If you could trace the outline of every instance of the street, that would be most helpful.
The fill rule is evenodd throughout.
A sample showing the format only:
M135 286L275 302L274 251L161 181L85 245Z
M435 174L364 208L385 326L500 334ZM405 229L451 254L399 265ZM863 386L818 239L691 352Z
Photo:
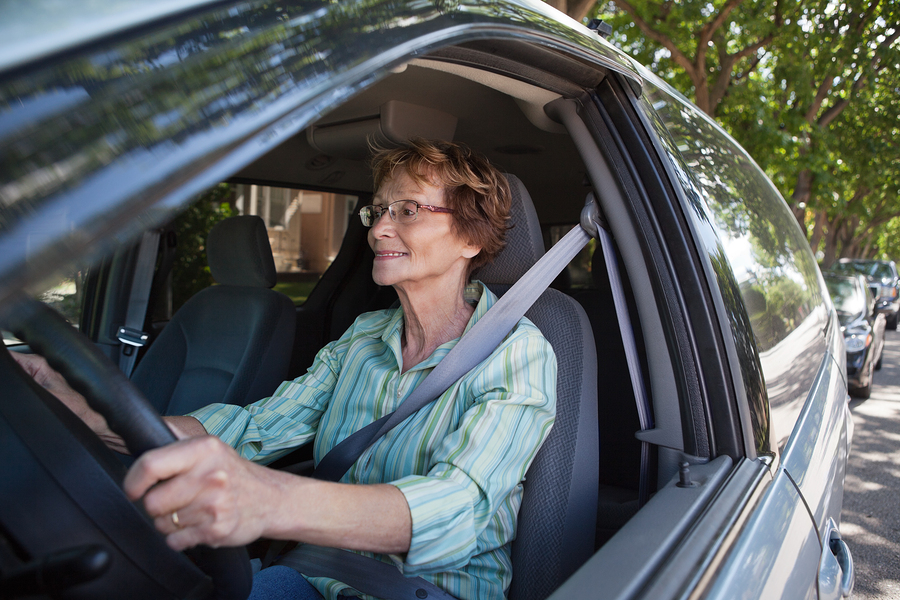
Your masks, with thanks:
M886 335L872 397L850 403L856 428L841 533L853 553L856 600L900 600L900 332Z

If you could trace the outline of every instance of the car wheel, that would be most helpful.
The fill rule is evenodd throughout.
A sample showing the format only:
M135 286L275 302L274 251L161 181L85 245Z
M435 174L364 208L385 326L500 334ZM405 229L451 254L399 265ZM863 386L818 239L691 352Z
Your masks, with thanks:
M884 364L884 346L881 347L881 353L878 355L878 362L875 363L875 370L880 371L882 364Z
M897 319L900 318L900 314L891 315L887 320L887 328L891 331L897 331Z
M21 299L6 321L4 329L43 355L106 418L133 454L175 441L137 388L59 313L36 300ZM111 557L106 559L109 566L90 574L81 585L99 586L96 591L101 596L128 585L137 597L158 597L153 590L159 588L172 597L247 597L252 572L244 548L197 547L185 552L190 561L169 549L149 517L121 490L124 467L114 453L12 358L2 358L0 369L10 395L0 402L0 429L13 433L0 436L10 442L2 445L4 455L39 463L49 474L36 481L37 477L22 479L8 473L0 483L4 506L0 514L9 517L2 529L26 548L36 568L48 557L71 549L99 548ZM22 441L13 444L15 440ZM35 491L37 487L41 492ZM34 495L39 497L28 500ZM16 503L32 501L44 508L37 521L26 523L11 516Z
M867 378L866 385L852 388L850 390L850 395L854 398L860 398L862 400L866 400L869 396L872 395L872 379L874 379L875 369L874 365L869 366L869 377Z

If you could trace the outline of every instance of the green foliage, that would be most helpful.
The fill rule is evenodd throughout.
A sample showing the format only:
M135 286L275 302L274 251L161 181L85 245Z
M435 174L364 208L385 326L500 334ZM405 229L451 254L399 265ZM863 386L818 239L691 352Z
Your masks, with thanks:
M895 252L900 3L608 0L595 15L747 149L816 249Z
M230 194L230 186L220 183L175 219L178 245L172 267L173 312L188 298L215 283L206 262L206 236L213 225L234 214L226 202Z

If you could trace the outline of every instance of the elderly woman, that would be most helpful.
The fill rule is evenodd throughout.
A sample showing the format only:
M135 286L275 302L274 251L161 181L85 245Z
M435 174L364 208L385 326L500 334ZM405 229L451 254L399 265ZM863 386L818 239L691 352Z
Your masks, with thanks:
M527 319L375 442L341 482L259 464L308 441L318 462L395 410L496 301L469 278L503 248L504 177L464 146L421 140L377 154L374 176L373 204L360 217L370 227L372 276L394 287L400 307L360 316L270 398L167 417L181 441L136 461L125 490L143 499L175 549L294 540L374 554L456 598L503 598L522 481L555 415L556 360ZM102 417L48 378L45 385L121 448ZM279 566L257 574L251 597L276 588L285 593L279 598L369 597Z

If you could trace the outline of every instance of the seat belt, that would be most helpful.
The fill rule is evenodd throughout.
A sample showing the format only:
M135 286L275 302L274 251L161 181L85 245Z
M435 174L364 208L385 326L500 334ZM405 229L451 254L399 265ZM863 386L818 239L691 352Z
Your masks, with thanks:
M581 212L581 224L573 227L554 244L503 294L472 329L460 338L396 411L352 433L332 448L319 462L313 477L326 481L341 479L378 438L409 415L434 401L453 382L490 356L556 276L584 248L591 237L596 236L599 222L601 222L600 208L593 195L588 195ZM593 235L588 232L593 232ZM273 543L273 548L267 553L267 562L283 547L283 544ZM319 548L306 544L294 548L275 562L291 567L304 575L335 579L360 592L388 600L418 600L428 597L452 600L452 596L439 588L434 588L421 577L405 577L393 565L348 550ZM357 583L351 583L349 581L351 578ZM437 595L432 588L441 595Z
M278 561L307 577L334 578L335 565L340 566L338 581L365 594L388 600L456 600L453 596L421 577L404 577L390 563L337 548L304 544Z
M150 301L150 288L153 286L153 272L156 269L158 252L159 231L144 232L138 247L125 323L116 332L120 348L119 369L125 373L125 377L131 377L138 351L150 338L144 331L144 321L147 318L147 304Z
M606 263L606 275L609 278L609 287L612 290L613 305L616 307L616 320L619 322L619 334L622 336L622 346L625 348L625 362L628 364L628 374L631 377L631 389L634 392L634 401L637 405L638 421L642 431L653 429L653 414L650 411L650 402L647 398L647 390L644 387L644 378L641 376L640 359L638 358L637 342L634 339L634 329L631 327L631 317L628 314L628 304L625 302L625 290L622 285L622 276L619 273L619 262L616 257L616 248L613 245L609 233L597 224L600 248L603 250L603 260ZM638 480L638 505L644 506L650 499L650 442L641 440L641 472Z

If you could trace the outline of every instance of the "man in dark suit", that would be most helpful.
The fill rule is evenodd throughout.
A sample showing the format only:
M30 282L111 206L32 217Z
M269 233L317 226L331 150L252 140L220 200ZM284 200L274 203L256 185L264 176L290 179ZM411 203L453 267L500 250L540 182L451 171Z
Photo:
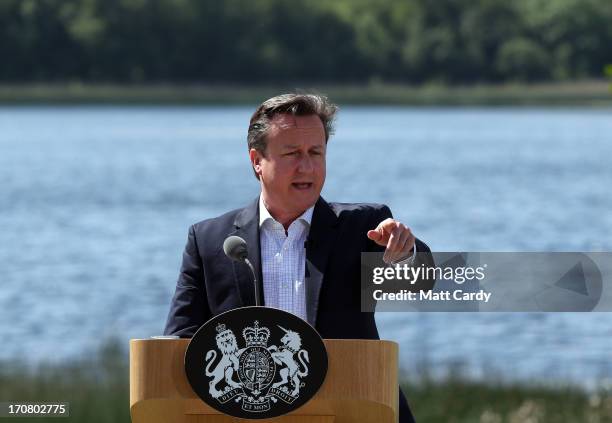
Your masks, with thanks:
::::::
Work to complete:
Please show every line of the material that contains the string "could".

Exercise output:
If you could trace the outline of every instance of the street, that would be most helpful.
If you could trace the outline of every instance of the car wheel, that would be most helpful.
If you could trace the outline of every instance of the green foliage, that would be most helpful.
If you could trace the outline of every instance of the elderly woman, that would be most helpful.
If you could trace the outline of every instance of the seat belt, that would be most helpful.
If you could trace the outline of every instance of the "man in dark suit", that would be most helpful.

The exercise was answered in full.